*** Information shown

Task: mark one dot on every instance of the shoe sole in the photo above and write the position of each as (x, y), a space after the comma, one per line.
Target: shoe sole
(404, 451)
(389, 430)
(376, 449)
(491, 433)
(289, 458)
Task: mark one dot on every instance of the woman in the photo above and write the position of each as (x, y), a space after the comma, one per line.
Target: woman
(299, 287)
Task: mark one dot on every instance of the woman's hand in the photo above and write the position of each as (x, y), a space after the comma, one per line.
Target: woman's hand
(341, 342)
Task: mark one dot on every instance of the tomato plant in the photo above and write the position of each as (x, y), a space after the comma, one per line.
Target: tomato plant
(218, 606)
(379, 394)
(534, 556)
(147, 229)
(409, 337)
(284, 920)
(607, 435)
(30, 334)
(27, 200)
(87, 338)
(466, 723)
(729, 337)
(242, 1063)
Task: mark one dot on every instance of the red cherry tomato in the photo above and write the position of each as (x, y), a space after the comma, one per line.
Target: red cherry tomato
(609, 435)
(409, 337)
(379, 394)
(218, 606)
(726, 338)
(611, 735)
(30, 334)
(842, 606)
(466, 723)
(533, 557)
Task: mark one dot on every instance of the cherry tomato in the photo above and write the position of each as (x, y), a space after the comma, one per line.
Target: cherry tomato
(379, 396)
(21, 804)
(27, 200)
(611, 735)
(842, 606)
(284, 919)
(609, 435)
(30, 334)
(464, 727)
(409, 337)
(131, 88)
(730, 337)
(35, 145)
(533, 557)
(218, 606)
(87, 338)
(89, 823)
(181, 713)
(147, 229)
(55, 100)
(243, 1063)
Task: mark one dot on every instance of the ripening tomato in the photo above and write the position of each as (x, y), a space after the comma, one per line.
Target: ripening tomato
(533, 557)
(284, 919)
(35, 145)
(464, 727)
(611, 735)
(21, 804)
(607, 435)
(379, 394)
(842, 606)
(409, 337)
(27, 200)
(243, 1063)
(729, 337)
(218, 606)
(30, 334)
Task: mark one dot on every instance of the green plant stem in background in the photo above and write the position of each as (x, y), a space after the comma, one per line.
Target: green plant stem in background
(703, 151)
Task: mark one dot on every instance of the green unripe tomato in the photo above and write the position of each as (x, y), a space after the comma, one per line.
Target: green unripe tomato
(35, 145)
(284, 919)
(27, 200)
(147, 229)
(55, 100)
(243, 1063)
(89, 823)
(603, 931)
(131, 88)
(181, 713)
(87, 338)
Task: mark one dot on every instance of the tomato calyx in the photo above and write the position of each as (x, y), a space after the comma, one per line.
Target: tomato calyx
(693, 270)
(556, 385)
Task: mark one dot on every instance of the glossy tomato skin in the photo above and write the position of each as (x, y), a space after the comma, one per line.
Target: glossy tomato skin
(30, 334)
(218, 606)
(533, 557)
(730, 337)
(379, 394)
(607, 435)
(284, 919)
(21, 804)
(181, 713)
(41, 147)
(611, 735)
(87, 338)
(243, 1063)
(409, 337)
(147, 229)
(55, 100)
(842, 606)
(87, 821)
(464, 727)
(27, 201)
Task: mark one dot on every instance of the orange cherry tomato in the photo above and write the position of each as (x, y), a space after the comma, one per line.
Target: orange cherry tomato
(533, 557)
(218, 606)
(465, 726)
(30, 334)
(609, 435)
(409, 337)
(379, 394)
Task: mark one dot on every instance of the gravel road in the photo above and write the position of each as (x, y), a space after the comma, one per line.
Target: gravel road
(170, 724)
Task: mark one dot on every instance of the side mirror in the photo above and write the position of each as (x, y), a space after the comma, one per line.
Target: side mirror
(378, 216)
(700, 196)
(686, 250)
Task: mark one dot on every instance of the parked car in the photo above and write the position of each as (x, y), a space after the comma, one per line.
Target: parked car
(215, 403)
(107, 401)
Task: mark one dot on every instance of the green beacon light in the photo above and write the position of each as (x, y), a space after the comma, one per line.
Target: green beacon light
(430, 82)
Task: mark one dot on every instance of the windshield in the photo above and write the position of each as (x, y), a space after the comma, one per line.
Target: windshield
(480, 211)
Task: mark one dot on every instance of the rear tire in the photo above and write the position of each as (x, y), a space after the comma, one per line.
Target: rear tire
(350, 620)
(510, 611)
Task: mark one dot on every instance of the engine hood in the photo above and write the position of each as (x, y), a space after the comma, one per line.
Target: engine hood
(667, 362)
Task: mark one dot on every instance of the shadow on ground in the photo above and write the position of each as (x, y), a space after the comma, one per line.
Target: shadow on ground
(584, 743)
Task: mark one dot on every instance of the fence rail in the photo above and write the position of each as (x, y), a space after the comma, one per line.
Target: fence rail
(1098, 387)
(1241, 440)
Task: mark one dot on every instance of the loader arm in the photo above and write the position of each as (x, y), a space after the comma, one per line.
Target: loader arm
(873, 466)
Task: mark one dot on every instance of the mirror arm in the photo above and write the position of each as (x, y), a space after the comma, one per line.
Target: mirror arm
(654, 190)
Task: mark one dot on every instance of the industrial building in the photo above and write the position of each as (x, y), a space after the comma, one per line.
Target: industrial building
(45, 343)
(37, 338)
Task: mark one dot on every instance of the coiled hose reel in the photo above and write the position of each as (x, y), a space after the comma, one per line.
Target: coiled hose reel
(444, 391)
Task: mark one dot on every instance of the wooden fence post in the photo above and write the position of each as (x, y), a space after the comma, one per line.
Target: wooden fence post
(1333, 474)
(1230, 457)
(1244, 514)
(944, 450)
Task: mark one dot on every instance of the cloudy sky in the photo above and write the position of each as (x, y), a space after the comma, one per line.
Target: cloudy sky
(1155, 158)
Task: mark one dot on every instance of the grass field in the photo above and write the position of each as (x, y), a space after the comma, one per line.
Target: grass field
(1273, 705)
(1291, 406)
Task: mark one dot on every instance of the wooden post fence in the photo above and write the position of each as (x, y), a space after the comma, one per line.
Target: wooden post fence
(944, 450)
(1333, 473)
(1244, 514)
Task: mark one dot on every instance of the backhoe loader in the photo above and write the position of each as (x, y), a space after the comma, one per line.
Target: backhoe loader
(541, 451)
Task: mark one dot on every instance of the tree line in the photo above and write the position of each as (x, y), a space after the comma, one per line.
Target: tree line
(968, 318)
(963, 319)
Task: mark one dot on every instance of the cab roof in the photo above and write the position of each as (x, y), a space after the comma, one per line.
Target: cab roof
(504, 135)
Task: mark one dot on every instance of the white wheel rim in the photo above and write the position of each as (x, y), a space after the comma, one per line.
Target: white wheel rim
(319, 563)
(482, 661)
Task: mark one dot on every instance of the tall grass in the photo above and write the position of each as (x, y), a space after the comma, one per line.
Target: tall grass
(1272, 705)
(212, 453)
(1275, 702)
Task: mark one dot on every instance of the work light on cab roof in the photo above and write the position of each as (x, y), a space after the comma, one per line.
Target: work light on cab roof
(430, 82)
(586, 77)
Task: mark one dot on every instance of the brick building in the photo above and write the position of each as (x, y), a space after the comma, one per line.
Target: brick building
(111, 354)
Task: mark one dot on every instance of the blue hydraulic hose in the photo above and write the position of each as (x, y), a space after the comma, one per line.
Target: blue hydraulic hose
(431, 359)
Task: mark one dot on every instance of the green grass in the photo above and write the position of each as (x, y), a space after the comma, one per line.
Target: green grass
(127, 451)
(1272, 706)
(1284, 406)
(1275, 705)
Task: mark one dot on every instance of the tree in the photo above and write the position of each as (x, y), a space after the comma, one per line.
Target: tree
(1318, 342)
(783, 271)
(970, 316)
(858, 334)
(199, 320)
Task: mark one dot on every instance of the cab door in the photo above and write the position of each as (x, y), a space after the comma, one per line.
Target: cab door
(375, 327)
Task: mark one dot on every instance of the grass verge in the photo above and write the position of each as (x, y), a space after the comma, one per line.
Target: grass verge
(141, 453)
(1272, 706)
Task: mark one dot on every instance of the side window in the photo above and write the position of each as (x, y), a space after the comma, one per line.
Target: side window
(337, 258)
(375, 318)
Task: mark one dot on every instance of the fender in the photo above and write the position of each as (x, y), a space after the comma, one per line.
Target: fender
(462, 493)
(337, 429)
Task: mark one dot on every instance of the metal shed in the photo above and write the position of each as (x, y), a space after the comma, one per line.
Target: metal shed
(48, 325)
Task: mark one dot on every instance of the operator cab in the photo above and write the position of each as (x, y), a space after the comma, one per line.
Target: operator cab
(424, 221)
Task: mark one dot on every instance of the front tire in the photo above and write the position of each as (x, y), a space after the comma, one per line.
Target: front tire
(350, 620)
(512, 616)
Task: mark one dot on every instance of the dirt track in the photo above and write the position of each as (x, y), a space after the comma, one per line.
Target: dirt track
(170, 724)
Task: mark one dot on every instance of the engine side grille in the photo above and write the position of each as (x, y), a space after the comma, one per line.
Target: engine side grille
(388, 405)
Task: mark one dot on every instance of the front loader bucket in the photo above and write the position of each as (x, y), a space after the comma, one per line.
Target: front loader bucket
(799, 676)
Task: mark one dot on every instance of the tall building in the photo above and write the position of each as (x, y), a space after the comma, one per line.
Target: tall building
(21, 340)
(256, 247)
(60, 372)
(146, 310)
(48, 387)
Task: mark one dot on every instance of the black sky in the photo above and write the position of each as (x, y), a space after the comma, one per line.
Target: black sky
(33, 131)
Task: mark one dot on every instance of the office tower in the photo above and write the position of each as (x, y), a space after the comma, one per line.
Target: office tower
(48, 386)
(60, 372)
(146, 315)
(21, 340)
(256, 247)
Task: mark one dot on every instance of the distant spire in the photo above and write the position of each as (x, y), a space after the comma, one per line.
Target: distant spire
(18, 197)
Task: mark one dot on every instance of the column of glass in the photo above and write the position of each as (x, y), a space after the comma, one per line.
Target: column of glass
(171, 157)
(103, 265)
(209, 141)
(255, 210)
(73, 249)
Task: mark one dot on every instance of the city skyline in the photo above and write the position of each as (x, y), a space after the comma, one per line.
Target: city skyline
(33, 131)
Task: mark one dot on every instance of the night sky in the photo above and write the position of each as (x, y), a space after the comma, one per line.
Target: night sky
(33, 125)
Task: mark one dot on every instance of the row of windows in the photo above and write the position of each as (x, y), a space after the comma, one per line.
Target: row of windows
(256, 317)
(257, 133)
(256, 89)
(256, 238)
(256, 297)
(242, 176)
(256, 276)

******

Give exactly the lines from the one with "Task: mark one dot on every instance of the tall building" to the end of the entries, nothing before them.

Result of this task
Task: mark one dot on every instance of the tall building in the photo above and write the position of each as (x, y), a space after the comma, one per line.
Target: tall building
(21, 340)
(256, 247)
(60, 372)
(146, 310)
(48, 387)
Task: mark one dot on every instance of the black sky in the photo above and write the position of each as (x, y), a space after the comma, one per line.
Target: black sky
(33, 131)
Task: mark one dot on every instance of the office tower in the photo above and write the position of each as (x, y), a space after the comma, one per line.
Target: office tower
(48, 386)
(60, 372)
(146, 315)
(21, 340)
(256, 247)
Task: mark one dot on every instance of the distant spire in the photo above and write the position of each as (x, y), a space after the comma, one per line.
Target: distant spire
(18, 197)
Task: mark one dot on every instance of the column of glass in the photo above and write the position of each as (x, y), a space after the comma, one per line.
Target: column of glass
(171, 157)
(103, 265)
(209, 141)
(255, 210)
(73, 249)
Task: mark one dot on every instance of the city skyline in the photo above and write the position of each as (x, y), a space after the comma, one per line.
Target: city skyline
(33, 131)
Task: mark one dot on every instance of the night sky in the photo above and write the position of each as (x, y), a space after the comma, one per line.
Target: night sky
(33, 125)
Task: mark one dot on every instance of the row of windows in the photo above and write the position of each as (x, y), a space after the comma, one per line.
Target: row of windows
(256, 317)
(257, 133)
(256, 89)
(256, 238)
(256, 297)
(242, 176)
(256, 276)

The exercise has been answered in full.